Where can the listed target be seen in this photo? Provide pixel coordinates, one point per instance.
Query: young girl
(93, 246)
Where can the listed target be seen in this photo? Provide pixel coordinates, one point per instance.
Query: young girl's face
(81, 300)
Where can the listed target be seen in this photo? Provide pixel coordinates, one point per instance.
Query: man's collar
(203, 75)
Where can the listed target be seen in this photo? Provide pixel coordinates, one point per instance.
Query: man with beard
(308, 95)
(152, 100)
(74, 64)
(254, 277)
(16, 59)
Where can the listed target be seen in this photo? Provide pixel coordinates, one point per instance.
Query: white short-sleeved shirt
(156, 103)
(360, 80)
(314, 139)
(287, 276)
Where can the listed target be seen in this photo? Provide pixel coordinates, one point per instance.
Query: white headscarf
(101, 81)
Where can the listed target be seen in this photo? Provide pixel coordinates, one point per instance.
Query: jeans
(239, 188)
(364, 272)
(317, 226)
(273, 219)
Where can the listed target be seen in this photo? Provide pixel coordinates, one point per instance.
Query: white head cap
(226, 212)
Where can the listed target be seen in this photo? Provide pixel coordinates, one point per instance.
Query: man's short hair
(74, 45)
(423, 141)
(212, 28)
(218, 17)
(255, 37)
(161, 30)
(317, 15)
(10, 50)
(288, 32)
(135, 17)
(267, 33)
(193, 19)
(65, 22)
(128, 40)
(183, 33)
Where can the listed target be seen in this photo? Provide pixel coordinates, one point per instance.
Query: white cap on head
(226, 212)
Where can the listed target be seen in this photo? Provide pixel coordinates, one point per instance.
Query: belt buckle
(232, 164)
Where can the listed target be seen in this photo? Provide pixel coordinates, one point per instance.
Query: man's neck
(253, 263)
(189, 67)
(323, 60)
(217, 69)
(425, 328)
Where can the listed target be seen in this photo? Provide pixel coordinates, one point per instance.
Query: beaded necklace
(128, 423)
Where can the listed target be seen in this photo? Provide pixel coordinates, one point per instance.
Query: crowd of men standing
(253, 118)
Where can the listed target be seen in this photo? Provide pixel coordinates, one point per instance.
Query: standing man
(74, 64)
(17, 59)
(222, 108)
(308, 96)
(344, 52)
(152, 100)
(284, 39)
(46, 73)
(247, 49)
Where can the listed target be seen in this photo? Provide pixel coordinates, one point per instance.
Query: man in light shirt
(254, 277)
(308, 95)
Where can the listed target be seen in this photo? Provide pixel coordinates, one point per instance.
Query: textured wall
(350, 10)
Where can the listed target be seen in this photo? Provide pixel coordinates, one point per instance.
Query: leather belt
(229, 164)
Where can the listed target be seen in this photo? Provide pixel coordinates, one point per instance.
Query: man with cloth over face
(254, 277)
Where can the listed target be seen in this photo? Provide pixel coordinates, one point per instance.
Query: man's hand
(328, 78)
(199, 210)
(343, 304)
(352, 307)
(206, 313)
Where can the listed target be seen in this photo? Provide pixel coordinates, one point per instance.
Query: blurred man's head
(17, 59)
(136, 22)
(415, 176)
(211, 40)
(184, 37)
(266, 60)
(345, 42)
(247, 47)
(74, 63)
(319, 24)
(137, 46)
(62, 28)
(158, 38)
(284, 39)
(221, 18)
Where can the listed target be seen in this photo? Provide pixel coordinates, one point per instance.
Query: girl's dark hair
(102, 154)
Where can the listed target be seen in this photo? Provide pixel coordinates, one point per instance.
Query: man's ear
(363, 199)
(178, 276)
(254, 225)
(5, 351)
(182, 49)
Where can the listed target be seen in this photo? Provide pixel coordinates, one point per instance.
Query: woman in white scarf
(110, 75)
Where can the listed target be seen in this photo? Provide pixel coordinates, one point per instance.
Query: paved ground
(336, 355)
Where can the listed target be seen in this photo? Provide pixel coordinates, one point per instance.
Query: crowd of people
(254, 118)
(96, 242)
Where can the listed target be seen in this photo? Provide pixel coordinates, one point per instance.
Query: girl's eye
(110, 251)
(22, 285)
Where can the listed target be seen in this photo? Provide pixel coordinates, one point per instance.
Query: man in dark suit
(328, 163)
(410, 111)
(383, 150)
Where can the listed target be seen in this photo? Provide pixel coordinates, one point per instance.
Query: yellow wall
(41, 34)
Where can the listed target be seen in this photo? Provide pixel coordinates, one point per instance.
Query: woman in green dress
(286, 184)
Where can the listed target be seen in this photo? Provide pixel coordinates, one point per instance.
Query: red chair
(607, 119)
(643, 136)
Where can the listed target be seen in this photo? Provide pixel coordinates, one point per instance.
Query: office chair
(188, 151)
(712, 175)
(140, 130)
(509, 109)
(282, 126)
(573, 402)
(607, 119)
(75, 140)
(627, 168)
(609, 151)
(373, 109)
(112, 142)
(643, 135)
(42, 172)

→ **WORK INSTRUCTION**
A word-for-word restatement of all the records is required.

→ **ANSWER SPACE**
Where can the listed target be seen in this photo? Provide pixel coordinates, one point per instance.
Query: young girl
(93, 246)
Where can the listed target be seen in this photo? Provide pixel coordinates, one point per instance.
Query: young girl's face
(81, 300)
Where can the listed target be seen in this photo? Provide pixel coordinates, one point per instance.
Query: man's collar
(203, 75)
Where can the listed target be seen in this photo? Provide pixel coordinates, one point per instance.
Query: man with beard
(308, 95)
(152, 100)
(74, 64)
(254, 277)
(16, 59)
Where can the listed target be seen in this photo? Provide pixel coordinates, one point per instance.
Query: white short-sleeved shirt
(156, 103)
(360, 80)
(314, 139)
(287, 276)
Where can the listed target be seen in this photo? Provide pixel coordinates, one point per instance.
Query: white headscarf
(101, 81)
Where can the listed target be seen in this photo? Provide pixel coordinates, one point per instance.
Query: jeans
(239, 188)
(364, 272)
(317, 226)
(273, 219)
Where can the listed target be seen in this photo? Provide pixel coordinates, one point per instance.
Query: white head cap
(226, 212)
Where can the listed target be seen in this photo? Provide pixel coordinates, one point per instance.
Query: man's short hair
(74, 45)
(423, 141)
(212, 28)
(218, 17)
(255, 37)
(161, 30)
(317, 15)
(10, 50)
(288, 32)
(135, 17)
(267, 33)
(193, 19)
(65, 22)
(128, 40)
(183, 33)
Where can the listed target be seen in this photo? Provide pixel coordinates, one point per instance.
Query: white cap on head
(226, 212)
Where can the listed target be seen in this photo? Provide pixel coordinates, one point per instance.
Query: belt buckle
(232, 164)
Where can the listed target be seen in this photo? Provide pixel coordinates, one point per instance.
Query: man's neck
(253, 263)
(189, 67)
(323, 60)
(217, 69)
(425, 328)
Where can the listed target be seen in this photo? Provide pixel coordinates, one point per instance.
Query: beaded necklace
(128, 423)
Where can the listed target be seen in this photo? Provide pixel coordinates, one point per instance.
Query: crowd of men standing
(253, 118)
Where can the listed target be seen in this photo? Provide pixel coordinates, one point per instance.
Query: standing man
(74, 64)
(17, 59)
(222, 108)
(308, 96)
(344, 52)
(152, 100)
(284, 39)
(46, 73)
(247, 49)
Where can the listed target be seen in this photo? Provide pixel coordinates, one point per instance.
Query: man in light shirt
(254, 277)
(308, 95)
Where can the listed target be seen in this photo? Provide pixel coordinates, one point per instance.
Query: textured wall
(350, 10)
Where can the listed target be seen in this photo? Provide pixel coordinates, one point per instance.
Query: leather belt
(229, 164)
Where can the listed target be seen in this photo? Provide pixel coordinates, one point per instance.
Query: man with cloth over face
(254, 277)
Where can the listed target be seen in this photo? Provide pixel coordinates, one point per instance.
Query: man's hand
(328, 78)
(199, 210)
(343, 304)
(352, 307)
(206, 313)
Where can the listed target be seen in this photo? Provide pixel coordinates, one point per instance.
Query: blurred man's head
(17, 59)
(136, 22)
(415, 176)
(211, 40)
(184, 37)
(266, 60)
(345, 42)
(247, 47)
(74, 63)
(319, 24)
(137, 46)
(62, 28)
(158, 38)
(284, 39)
(221, 18)
Where can the listed target be seen in this photo? Provide pixel coordinates, one point per instance.
Query: girl's dark hair
(102, 154)
Where can the listed target be seen in this photo? Provide pixel coordinates, one point per instance.
Query: man's ear
(363, 199)
(178, 276)
(254, 225)
(5, 351)
(182, 49)
Where can the listed target be seen in this photo? Provide pixel coordinates, one point per instance.
Query: woman in white scarf
(110, 75)
Where can the listed target be seen in this photo? Provide pixel coordinates, one point per instance.
Query: paved ground
(336, 355)
Where can the listed target be seen in this photo? Provide pixel coordinates, one point per instance.
Query: crowd of people
(254, 118)
(96, 242)
Where can the listed target be seen in this photo? Provide pixel coordinates, one point per instance.
Query: girl's eye
(110, 251)
(22, 285)
Where can the listed target be seen in this photo? Provide pixel coordinates, one point per instance.
Query: man in dark suit
(328, 163)
(410, 111)
(383, 150)
Where can the listed target be seen in this photo? Provide pixel coordinates, one point per instance.
Query: yellow wall
(41, 34)
Where can the listed target be seen in this photo? Provide pixel coordinates, one point per instance.
Query: woman in green dress
(286, 184)
Where can the listed target be seen in this photo? Provide pixel coordinates, one point per instance.
Query: red chair
(607, 119)
(643, 136)
Where can the listed target be seen in this photo? Provide pixel coordinates, one point per instance.
Query: office chair
(188, 151)
(712, 175)
(140, 130)
(509, 109)
(282, 126)
(573, 402)
(607, 119)
(75, 140)
(627, 168)
(609, 151)
(373, 109)
(112, 142)
(643, 135)
(42, 172)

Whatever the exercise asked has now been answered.